### [Requirements]
Reproduce the listing below exactly. Pictures do not belong in the copy.

(Lines of data)
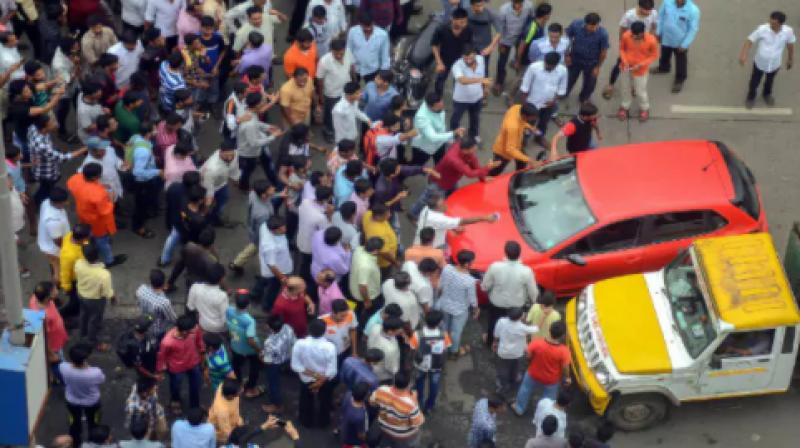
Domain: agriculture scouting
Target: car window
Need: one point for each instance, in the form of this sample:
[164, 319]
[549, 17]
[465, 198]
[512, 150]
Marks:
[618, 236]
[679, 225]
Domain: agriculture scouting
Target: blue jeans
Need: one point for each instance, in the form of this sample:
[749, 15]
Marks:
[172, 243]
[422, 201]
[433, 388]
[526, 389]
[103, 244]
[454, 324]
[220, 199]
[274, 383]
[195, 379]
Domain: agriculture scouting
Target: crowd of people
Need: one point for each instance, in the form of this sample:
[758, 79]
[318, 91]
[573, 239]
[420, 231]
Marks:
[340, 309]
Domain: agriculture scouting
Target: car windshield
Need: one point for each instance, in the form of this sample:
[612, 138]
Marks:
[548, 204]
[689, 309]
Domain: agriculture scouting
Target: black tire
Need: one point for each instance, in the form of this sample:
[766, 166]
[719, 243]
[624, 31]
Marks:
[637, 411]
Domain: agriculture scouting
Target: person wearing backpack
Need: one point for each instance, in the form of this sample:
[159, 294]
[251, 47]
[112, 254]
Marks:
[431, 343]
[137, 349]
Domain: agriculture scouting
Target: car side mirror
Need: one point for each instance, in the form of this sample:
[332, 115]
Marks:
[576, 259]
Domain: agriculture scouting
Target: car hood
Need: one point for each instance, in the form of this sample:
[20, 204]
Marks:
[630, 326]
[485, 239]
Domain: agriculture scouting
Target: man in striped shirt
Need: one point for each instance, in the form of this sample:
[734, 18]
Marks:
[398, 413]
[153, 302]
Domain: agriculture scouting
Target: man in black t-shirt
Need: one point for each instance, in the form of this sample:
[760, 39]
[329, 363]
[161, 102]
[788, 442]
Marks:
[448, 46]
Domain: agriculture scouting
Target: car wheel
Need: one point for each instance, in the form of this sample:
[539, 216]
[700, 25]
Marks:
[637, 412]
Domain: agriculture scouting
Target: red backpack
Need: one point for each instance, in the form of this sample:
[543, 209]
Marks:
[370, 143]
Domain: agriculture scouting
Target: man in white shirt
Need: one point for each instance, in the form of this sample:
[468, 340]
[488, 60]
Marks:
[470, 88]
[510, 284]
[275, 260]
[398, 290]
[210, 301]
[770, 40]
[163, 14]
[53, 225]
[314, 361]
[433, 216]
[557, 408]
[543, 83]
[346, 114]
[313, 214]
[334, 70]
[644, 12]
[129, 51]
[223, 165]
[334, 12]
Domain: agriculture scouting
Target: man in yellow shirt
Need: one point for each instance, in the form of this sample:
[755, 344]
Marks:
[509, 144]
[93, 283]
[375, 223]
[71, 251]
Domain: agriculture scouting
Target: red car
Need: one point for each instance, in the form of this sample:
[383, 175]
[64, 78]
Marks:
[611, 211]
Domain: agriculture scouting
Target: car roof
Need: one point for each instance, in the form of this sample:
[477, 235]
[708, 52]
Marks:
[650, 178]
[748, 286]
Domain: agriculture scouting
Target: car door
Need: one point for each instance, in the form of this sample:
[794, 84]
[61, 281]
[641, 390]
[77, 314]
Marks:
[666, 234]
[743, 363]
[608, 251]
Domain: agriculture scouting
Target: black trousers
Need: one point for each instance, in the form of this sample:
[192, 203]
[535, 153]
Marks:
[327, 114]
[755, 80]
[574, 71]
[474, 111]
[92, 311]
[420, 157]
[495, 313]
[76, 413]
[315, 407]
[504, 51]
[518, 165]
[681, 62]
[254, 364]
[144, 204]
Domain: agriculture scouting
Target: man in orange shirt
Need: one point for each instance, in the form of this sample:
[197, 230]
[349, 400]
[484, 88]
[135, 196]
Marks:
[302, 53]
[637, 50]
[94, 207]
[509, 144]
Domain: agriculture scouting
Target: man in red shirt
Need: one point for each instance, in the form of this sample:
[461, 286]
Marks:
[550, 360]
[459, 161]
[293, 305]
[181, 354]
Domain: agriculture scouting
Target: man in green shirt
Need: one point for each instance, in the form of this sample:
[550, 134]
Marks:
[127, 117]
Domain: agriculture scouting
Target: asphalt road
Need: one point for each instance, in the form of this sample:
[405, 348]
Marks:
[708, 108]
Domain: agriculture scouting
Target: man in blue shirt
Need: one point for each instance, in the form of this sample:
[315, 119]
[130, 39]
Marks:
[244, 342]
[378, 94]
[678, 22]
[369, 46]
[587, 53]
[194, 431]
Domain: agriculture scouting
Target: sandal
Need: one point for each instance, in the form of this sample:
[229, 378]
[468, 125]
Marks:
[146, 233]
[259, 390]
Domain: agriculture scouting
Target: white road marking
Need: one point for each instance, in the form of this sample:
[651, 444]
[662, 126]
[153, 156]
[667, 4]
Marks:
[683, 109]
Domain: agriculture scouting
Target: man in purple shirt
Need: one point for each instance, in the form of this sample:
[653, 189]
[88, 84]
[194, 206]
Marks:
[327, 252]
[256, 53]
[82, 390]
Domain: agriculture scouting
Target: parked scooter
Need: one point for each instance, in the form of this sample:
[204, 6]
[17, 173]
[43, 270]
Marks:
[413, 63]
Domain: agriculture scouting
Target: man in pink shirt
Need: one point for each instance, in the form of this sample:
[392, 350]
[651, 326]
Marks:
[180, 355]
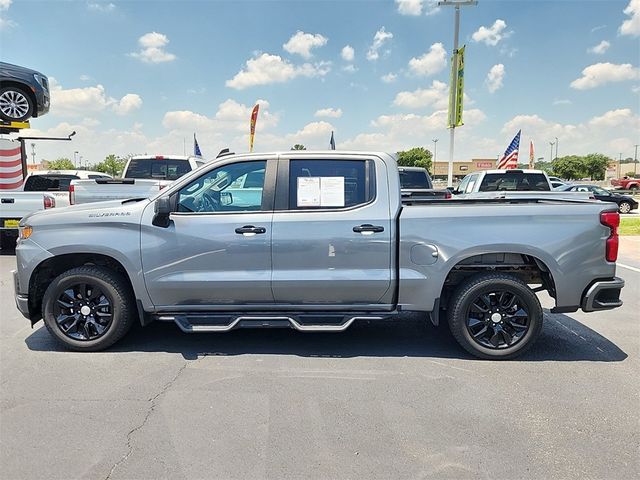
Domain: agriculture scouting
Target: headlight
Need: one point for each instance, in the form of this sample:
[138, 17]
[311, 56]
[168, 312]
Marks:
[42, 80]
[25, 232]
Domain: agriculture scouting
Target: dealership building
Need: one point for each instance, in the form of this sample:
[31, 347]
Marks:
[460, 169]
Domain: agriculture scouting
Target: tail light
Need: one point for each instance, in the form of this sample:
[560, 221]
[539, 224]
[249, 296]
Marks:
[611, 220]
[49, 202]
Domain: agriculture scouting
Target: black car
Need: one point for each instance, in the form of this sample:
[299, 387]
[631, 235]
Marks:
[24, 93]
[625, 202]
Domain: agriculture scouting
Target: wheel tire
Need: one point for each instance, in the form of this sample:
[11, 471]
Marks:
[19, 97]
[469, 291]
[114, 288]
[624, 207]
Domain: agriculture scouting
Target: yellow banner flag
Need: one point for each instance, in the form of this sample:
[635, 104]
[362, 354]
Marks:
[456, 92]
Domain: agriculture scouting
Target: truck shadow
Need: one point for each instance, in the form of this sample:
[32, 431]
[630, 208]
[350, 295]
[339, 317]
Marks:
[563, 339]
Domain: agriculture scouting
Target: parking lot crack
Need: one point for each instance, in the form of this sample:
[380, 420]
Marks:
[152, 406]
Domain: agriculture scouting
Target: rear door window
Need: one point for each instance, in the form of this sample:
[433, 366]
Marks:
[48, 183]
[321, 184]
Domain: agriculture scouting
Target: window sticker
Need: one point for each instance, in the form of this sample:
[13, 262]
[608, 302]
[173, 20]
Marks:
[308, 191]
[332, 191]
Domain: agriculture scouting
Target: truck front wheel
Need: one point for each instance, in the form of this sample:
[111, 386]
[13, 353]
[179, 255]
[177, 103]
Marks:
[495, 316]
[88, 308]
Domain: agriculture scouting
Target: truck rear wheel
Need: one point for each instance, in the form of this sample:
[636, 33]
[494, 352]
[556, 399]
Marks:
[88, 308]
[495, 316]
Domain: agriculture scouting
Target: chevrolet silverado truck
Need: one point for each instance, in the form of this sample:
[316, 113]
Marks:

### [Answer in full]
Domain: agriculture scouting
Target: car window
Need: one point for each instance, in the form of this sample:
[164, 319]
[549, 17]
[465, 198]
[512, 150]
Marks:
[618, 236]
[679, 225]
Domain: agriculture scouting
Target: blue jeans
Need: one point for each instance, in the form of this sample:
[749, 15]
Marks:
[172, 243]
[422, 201]
[433, 388]
[526, 389]
[103, 244]
[454, 324]
[220, 199]
[274, 383]
[195, 379]
Domain: agriculture scouting
Target: crowd of people
Need: one point for each instance, in the form of this sample:
[758, 79]
[318, 91]
[573, 239]
[420, 231]
Marks:
[340, 309]
Domain: agriculture scouting
Target: car windshield
Need: one point for each instance, in the form of this sample:
[612, 138]
Marks:
[548, 204]
[689, 309]
Domain: agriculture scouting
Target: black tire
Need: one point for each instance, in the form of this sample:
[766, 166]
[719, 243]
[624, 31]
Marks:
[637, 411]
Domain: agriculture scouting
Target: person wearing backpack
Need: one point for each instance, in the form of this sample:
[159, 294]
[251, 47]
[112, 254]
Marks:
[431, 343]
[137, 349]
Domain: agriculture scouting
Target: car side mirror
Need: one point for each instance, in the form of this sample:
[332, 115]
Marks:
[576, 259]
Domain: agriculture scouting
Target: car hood
Need: one point for each instance, in the form of this sample:
[20, 204]
Marks:
[630, 326]
[485, 239]
Domain: agriculture scouting
Target: man in striped shirt
Need: one point for each instance, in the form of this sample:
[734, 18]
Marks:
[398, 413]
[153, 302]
Domain: agriculture scouting
Target: man in black t-shirt
Need: one point for each instance, in the form of this sample:
[760, 39]
[329, 363]
[161, 102]
[788, 442]
Marks:
[448, 46]
Domain: agriculture scouting
Target: car wheel
Need: one point for each instance, in the form of this sample:
[539, 216]
[700, 25]
Marks:
[637, 412]
Domain: agriculture scouting
Target: red backpack
Need: one point for each instance, in the form of this sample:
[543, 209]
Marks:
[370, 143]
Domain: agriculture scouting
Target: man in white shirt
Need: one point for each instance, in the form of this sample:
[468, 340]
[488, 60]
Marks:
[470, 88]
[510, 284]
[275, 260]
[398, 290]
[210, 301]
[770, 40]
[163, 14]
[53, 225]
[314, 361]
[433, 216]
[557, 408]
[543, 83]
[346, 114]
[313, 214]
[334, 70]
[644, 12]
[129, 51]
[223, 165]
[334, 12]
Domain: agriculture scouting
Target: man in yellow shirt
Need: one point for each instance, in the form of this sample:
[755, 344]
Marks:
[509, 144]
[93, 283]
[375, 223]
[71, 251]
Domain: agriculture scouting
Target: red car
Need: one point for each instance, in the form of this sample:
[383, 175]
[64, 78]
Marks:
[611, 211]
Domain: agriculture scouting
Target: car roof
Need: one point for each instance, in the form of this sample:
[477, 235]
[708, 52]
Marks:
[650, 178]
[748, 286]
Domain: agriculture scouting
Target: car door
Need: one point for each instance, in the form of this sample:
[794, 84]
[61, 281]
[641, 390]
[77, 314]
Marks:
[666, 234]
[743, 363]
[608, 251]
Domain: agriculture scouting
Target: black trousers
Need: one point for each instance, in the form of this sample:
[192, 203]
[535, 153]
Marks:
[327, 114]
[755, 80]
[574, 71]
[474, 111]
[92, 311]
[420, 157]
[495, 313]
[76, 413]
[315, 407]
[504, 51]
[518, 165]
[681, 62]
[254, 364]
[144, 204]
Domain: agriculture scouting
Target: man in orange shirt
Need: one point for each instance, in the form of this sample:
[197, 230]
[349, 400]
[484, 88]
[135, 196]
Marks:
[302, 53]
[637, 50]
[94, 207]
[509, 144]
Domain: agriculture scouting
Target: man in red shirt
Need: one point for each instance, in the form of this sample:
[461, 286]
Marks:
[550, 360]
[459, 161]
[293, 305]
[181, 354]
Domain: agriculture scouting
Target: man in green shirt
Need: one point for each instance, in the form of this sample:
[550, 134]
Marks:
[127, 117]
Domain: agriculture scouting
Target: asphalt road
Need: one point for each instance, in the form of this sample:
[405, 348]
Marks:
[708, 108]
Domain: agriculture scouting
Target: man in blue shirt
Need: one point for each instance, in the form of this sample:
[315, 119]
[130, 39]
Marks:
[244, 342]
[378, 94]
[678, 22]
[369, 46]
[587, 53]
[194, 431]
Domain: agriculture scouting
Target: sandal
Need: one point for each instance, in the form of this sample:
[229, 378]
[468, 125]
Marks:
[146, 233]
[259, 390]
Domain: agriculture scouting
Target: white road marking
Need: one point for each instance, in the form of this sample:
[651, 444]
[662, 126]
[153, 156]
[667, 4]
Marks:
[683, 109]
Domain: agriculture scouting
Target: man in purple shirt
Need: one point for each instance, in the form of this sample:
[653, 189]
[88, 84]
[194, 206]
Marks:
[327, 252]
[256, 53]
[82, 390]
Domain: agriculture scouting
Target: parked scooter
Need: one point for each instance, in the form of this sample:
[204, 6]
[17, 173]
[43, 270]
Marks:
[413, 63]
Domain: agriculture scouting
Target: man in pink shirt
Need: one point for each instance, in the form of this sample:
[392, 350]
[651, 326]
Marks:
[180, 355]
Domain: agriculture scouting
Target: headlight
Need: one point for each instance, in the form of this sample:
[138, 17]
[311, 56]
[168, 312]
Marks:
[42, 80]
[25, 232]
Domain: agriculture scouting
Target: dealership building
Need: one point for each instance, in the form of this sample:
[31, 347]
Marks:
[460, 169]
Domain: agriculture scouting
Target: tail light
Need: one point for each instance, in the form of this sample:
[560, 221]
[539, 224]
[249, 296]
Marks:
[611, 220]
[49, 202]
Domain: agriculture scouting
Target: black car
Need: one point for each instance, in the form of this sample:
[299, 387]
[631, 235]
Marks:
[24, 93]
[625, 202]
Domain: agriculture scouting
Target: wheel tire
Need: one point for each instance, in the form of this sample:
[11, 471]
Marks:
[19, 97]
[469, 291]
[114, 288]
[624, 207]
Domain: agriculture scouting
Target: yellow banner flag
Need: one point for each instance, in the form of this sample:
[635, 104]
[362, 354]
Marks:
[456, 92]
Domain: agriculture scouting
Target: truck shadow
Need: one point for each instance, in the form of this sample:
[32, 431]
[630, 208]
[350, 295]
[339, 317]
Marks:
[563, 339]
Domain: agriculture scouting
Target: parking lot crack
Need: one point for each instance, in the form of this sample:
[380, 420]
Marks:
[152, 406]
Domain: agriculture scouting
Target: rear door window
Need: one point for each instance, in the form of this sample:
[433, 366]
Marks:
[48, 183]
[321, 184]
Domain: agriculture scouting
Target: window sticker
Need: one point for each instance, in the form of this sample:
[13, 262]
[608, 302]
[173, 20]
Marks:
[308, 191]
[332, 191]
Domain: agriculture scouting
Target: truck front wheel
Need: one point for each instance, in the form of this sample:
[111, 386]
[13, 353]
[179, 255]
[177, 103]
Marks:
[495, 316]
[88, 308]
Domain: agriculture scouting
Target: truck rear wheel
Need: one point for each instance, in the form of this sample:
[636, 33]
[494, 352]
[556, 399]
Marks:
[88, 308]
[495, 316]
Domain: agriculture scouting
Target: chevrolet silverado truck
Need: one point for each instance, in the form of this sample:
[316, 113]
Marks:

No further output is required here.